(DATA SHOWN)

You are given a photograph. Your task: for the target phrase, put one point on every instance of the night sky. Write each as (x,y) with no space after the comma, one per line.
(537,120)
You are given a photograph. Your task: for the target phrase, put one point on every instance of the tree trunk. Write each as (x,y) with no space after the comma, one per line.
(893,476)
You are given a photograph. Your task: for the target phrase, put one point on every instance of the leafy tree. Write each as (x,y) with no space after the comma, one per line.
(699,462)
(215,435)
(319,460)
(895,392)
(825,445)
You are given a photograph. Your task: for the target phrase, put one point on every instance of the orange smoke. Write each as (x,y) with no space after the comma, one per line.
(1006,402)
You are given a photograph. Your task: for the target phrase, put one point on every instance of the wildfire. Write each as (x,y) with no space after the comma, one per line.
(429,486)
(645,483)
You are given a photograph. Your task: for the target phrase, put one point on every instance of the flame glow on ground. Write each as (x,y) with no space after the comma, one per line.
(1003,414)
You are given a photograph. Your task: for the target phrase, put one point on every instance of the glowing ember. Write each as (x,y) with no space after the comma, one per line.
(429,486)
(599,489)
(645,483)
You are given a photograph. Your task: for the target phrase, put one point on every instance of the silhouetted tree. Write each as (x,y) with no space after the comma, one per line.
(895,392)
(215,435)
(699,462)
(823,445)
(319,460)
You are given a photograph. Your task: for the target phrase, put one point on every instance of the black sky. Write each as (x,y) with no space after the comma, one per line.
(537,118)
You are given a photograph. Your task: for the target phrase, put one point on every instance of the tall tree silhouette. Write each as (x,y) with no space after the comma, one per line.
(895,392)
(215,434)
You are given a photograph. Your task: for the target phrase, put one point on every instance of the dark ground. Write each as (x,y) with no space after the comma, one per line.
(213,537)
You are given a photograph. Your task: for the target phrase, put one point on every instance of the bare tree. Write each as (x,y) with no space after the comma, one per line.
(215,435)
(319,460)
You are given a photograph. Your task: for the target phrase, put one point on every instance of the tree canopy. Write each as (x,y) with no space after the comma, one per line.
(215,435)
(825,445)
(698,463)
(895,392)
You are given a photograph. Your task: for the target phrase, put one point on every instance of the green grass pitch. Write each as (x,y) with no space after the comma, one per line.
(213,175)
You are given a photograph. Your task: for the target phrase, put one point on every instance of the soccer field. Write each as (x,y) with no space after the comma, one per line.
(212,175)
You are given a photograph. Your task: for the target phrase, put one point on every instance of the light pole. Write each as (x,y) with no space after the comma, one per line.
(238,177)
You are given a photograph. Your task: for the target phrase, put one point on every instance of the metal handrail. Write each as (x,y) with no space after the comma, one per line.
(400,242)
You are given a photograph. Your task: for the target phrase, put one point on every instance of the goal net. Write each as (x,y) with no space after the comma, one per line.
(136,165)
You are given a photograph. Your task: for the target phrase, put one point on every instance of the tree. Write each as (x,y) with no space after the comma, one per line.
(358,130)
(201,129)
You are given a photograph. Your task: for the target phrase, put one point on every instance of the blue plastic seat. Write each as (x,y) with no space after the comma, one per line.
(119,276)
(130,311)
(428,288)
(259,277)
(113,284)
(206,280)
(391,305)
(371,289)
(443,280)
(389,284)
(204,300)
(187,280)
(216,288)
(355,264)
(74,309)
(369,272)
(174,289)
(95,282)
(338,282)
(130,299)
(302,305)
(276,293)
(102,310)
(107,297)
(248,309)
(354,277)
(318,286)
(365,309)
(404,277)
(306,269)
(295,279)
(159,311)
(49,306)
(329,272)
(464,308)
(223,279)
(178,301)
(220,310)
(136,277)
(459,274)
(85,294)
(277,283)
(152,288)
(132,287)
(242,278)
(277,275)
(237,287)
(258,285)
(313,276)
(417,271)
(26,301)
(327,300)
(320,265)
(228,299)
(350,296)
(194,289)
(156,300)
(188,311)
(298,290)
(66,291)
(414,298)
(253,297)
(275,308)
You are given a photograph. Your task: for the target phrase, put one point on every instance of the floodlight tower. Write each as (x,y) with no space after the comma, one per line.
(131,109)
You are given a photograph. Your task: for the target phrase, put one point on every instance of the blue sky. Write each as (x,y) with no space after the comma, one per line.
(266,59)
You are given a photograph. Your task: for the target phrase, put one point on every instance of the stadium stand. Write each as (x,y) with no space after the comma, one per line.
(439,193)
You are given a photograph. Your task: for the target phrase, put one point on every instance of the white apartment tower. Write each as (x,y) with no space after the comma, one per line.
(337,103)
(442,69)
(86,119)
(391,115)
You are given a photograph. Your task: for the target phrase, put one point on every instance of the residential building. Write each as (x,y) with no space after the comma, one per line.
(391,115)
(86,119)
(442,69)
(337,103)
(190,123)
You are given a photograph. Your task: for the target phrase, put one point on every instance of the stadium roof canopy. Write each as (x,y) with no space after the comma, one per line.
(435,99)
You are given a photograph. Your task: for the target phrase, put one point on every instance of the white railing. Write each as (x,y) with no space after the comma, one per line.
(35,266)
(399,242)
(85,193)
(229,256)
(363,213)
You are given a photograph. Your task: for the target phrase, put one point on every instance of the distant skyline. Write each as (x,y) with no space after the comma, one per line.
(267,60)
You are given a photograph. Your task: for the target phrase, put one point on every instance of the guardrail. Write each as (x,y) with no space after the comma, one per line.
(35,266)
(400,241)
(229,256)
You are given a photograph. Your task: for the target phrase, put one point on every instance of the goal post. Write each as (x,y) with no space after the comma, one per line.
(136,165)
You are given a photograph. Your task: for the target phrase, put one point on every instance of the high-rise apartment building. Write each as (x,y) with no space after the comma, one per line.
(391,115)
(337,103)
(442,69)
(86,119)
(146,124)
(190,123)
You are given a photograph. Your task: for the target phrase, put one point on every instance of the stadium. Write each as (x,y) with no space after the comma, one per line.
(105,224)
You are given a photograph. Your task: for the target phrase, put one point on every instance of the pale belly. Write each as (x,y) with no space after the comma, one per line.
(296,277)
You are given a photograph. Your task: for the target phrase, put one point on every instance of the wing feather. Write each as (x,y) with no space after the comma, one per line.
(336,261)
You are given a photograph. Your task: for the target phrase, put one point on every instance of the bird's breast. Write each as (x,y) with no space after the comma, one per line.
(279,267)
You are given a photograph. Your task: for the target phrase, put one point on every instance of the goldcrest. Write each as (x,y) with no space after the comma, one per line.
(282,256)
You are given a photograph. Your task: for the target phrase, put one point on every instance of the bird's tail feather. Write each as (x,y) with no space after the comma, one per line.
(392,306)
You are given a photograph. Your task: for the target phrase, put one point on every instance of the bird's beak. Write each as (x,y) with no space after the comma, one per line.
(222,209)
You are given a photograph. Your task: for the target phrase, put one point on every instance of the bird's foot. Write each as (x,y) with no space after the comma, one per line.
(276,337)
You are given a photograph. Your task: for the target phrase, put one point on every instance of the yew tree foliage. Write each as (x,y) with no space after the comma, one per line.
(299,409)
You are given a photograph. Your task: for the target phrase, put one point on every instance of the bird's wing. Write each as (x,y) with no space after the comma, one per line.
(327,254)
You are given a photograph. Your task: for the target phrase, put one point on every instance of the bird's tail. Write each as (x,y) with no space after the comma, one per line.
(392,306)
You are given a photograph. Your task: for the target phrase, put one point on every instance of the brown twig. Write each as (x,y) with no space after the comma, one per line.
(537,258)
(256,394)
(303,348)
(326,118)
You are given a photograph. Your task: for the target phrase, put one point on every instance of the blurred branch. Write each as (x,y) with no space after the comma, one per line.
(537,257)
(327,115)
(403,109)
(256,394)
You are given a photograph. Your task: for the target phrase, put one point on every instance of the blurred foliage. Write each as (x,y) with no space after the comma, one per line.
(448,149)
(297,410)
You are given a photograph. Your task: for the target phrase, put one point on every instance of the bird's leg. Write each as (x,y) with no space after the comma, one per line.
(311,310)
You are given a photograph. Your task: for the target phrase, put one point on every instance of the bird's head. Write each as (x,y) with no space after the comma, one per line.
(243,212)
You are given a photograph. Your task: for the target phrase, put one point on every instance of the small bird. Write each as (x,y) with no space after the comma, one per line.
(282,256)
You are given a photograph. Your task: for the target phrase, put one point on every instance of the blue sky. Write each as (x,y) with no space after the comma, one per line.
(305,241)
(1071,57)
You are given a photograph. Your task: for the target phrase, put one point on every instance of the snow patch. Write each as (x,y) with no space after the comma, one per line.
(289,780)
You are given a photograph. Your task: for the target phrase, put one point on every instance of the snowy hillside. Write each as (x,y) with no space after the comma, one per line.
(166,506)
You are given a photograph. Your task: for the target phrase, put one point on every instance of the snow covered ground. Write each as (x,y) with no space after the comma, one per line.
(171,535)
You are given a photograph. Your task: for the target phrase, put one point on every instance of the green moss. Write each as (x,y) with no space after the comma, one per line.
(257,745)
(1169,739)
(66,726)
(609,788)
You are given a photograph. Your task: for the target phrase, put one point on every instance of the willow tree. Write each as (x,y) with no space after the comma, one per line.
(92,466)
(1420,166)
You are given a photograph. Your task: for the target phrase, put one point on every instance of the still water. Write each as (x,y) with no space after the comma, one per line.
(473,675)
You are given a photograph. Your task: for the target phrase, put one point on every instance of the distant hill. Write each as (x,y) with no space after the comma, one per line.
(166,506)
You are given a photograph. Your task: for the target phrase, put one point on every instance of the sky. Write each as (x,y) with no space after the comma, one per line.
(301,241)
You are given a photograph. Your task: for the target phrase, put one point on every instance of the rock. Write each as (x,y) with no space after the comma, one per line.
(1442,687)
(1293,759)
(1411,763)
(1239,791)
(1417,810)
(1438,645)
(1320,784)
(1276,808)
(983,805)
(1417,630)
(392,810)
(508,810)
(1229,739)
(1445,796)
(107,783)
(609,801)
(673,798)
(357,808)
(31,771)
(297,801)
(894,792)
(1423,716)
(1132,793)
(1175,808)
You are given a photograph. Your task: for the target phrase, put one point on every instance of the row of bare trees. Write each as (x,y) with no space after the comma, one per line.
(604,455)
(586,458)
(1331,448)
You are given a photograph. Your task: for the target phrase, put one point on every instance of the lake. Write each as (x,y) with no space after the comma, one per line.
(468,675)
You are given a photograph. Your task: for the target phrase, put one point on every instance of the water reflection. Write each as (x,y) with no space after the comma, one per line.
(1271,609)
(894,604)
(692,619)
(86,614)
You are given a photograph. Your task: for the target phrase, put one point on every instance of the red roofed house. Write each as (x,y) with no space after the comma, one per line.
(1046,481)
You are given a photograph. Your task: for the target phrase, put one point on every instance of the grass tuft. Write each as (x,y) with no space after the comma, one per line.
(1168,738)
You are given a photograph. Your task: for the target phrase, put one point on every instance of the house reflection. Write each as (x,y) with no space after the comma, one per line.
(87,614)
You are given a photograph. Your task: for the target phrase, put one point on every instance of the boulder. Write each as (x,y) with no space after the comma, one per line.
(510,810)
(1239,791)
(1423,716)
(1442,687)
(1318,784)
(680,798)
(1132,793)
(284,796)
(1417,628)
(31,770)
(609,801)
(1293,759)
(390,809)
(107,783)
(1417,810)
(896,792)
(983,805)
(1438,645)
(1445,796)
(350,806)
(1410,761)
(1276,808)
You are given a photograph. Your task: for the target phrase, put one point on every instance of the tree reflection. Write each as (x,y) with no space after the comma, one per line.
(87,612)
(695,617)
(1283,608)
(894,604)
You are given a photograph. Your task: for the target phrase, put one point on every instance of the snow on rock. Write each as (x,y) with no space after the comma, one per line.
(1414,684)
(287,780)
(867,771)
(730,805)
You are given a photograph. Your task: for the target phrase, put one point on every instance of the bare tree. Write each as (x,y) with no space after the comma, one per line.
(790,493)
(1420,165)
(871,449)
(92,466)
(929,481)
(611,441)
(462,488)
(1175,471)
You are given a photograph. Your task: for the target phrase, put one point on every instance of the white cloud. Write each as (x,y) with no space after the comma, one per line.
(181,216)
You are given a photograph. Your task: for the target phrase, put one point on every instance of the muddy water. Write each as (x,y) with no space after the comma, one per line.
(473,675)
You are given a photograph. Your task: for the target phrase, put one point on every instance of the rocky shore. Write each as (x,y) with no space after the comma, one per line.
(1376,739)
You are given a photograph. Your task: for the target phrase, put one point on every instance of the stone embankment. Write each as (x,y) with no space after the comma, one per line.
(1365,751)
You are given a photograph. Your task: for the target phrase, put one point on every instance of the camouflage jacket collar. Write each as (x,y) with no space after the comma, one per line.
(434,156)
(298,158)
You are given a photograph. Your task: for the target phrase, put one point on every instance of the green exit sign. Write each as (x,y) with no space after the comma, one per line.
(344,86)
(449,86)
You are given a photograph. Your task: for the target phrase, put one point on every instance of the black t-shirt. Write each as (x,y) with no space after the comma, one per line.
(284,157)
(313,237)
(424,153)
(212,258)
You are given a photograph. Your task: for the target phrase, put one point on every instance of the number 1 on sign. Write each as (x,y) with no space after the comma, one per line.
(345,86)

(End DATA SHOWN)

WHAT IS NEEDED: Reproduce exactly the line containing "the snow on" and every line after it through the end of the records above, and nothing else.

RESPONSE TO THE EXERCISE:
You are given a photograph. Your task: for the target phrase, put one point on every instance of the snow on rock. Write each as (x,y) with no space after the comma, one per line.
(1414,684)
(287,780)
(867,771)
(730,805)
You are given a photograph. Your task: for the target phrase, put one point on every instance of the bare tree. Write each as (x,y) with no space after the comma, one per line.
(790,493)
(1420,165)
(871,449)
(92,466)
(929,481)
(611,441)
(462,488)
(1175,471)
You are given a photograph. Your task: for the target phrase, put one point on every instance of the white cloud. Write each as (x,y) with no space after the comma, one per line.
(181,216)
You are given a photograph. Your task: for the target phrase, put one point on every instance of the muddy water. Write each as (x,y) with no space after the comma, one per line.
(473,675)
You are given a photograph. Your task: for the target phrase, put one point on every instance of the rocky shore. Write each as (x,y) with no space after the comma, one per line.
(1376,739)
You are given a photograph. Your task: for the target phrase, put one point on every instance of the stone embankment. Write each as (x,y) with no space after the comma, one per line.
(1365,751)
You are given a photograph. Your task: for the target phrase, put one point on every instance of the camouflage jacket collar. Write each as (x,y) with no space after the comma, one per line.
(434,156)
(298,158)
You are given a photograph. Your task: for the target phrase, put one point on every instance of the green exit sign. Write each as (x,y) with no space after the comma, one per line.
(344,86)
(449,86)
You are given a photograph. Your task: for the target phrase, put one point on every instance of the black t-shirt. Write each as (x,y) with no space after the comma, one per line.
(284,157)
(313,237)
(424,153)
(212,258)
You are given a photograph. Your task: for the target phrase, put one point on every instance of the number 1 on sign. Write each as (x,y) with no space after the comma, one per line.
(345,86)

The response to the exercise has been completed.